Exercise objective: Add 6 to every x and y coordinate in the answers, then write out the part of the listing below that opens with the line containing "the decorative wall" and runs through the end of the listing, with every line in that part included.

Photo-based point labeling data
* * *
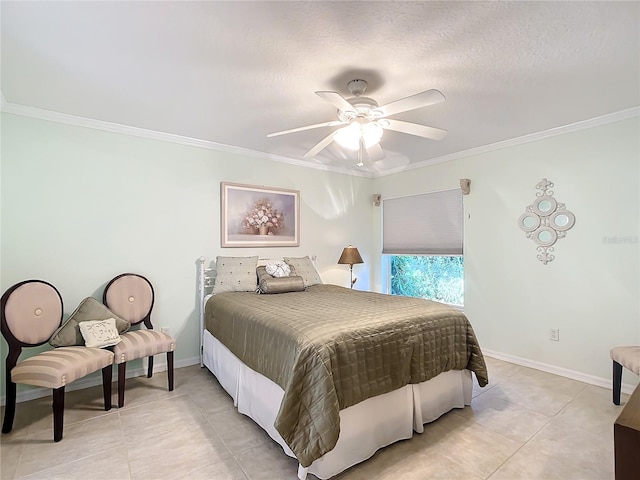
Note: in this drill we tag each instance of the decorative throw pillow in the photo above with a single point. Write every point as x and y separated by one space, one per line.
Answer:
278 269
304 267
235 274
69 334
100 333
269 284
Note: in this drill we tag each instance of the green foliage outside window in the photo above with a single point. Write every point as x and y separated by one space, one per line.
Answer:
433 277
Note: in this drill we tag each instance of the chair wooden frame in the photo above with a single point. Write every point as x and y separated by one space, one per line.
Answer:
146 319
15 349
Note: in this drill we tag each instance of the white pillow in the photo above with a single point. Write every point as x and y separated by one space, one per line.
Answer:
100 333
235 274
304 268
278 269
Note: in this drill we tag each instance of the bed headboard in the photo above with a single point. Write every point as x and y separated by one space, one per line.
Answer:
206 277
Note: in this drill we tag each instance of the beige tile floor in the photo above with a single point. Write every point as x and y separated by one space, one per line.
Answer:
525 424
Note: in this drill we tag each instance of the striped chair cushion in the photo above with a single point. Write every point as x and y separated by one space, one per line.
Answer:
59 367
142 343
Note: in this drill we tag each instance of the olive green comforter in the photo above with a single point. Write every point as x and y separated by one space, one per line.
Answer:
330 347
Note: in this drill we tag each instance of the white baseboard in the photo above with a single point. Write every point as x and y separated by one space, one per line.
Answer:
93 380
563 372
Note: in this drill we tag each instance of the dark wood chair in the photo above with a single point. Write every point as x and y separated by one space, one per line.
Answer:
627 357
30 312
131 297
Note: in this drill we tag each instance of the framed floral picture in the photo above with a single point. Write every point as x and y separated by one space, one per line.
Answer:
254 216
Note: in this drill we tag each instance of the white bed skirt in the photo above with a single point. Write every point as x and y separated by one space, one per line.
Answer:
364 428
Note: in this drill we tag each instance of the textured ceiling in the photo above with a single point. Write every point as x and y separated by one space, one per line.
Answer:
231 72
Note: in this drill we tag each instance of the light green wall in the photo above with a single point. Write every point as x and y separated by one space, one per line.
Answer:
591 290
80 206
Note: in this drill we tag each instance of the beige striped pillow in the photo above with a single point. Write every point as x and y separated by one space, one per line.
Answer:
100 333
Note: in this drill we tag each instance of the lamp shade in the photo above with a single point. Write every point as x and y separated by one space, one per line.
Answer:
350 256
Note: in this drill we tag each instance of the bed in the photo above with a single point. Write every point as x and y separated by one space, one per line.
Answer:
334 374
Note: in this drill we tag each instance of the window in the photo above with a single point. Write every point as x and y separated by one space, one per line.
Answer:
435 277
423 237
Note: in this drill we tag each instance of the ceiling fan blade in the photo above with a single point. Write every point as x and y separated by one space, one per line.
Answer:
415 129
320 146
308 127
375 153
337 100
423 99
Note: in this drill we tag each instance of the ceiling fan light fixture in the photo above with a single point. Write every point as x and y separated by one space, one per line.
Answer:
349 136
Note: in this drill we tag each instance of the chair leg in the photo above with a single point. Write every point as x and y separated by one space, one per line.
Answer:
10 407
122 373
617 382
170 370
58 413
10 402
107 376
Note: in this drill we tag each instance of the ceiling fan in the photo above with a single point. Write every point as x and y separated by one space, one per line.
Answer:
365 121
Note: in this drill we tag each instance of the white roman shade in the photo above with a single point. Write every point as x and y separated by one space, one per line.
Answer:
426 224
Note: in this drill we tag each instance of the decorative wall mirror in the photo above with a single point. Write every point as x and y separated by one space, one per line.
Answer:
545 221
* * *
Exercise answer:
Note: in this drill we tag each instance of the decorative wall mirror in the photo above with a single point. Write every point as x and y separated by one space, one per line.
Answer:
551 227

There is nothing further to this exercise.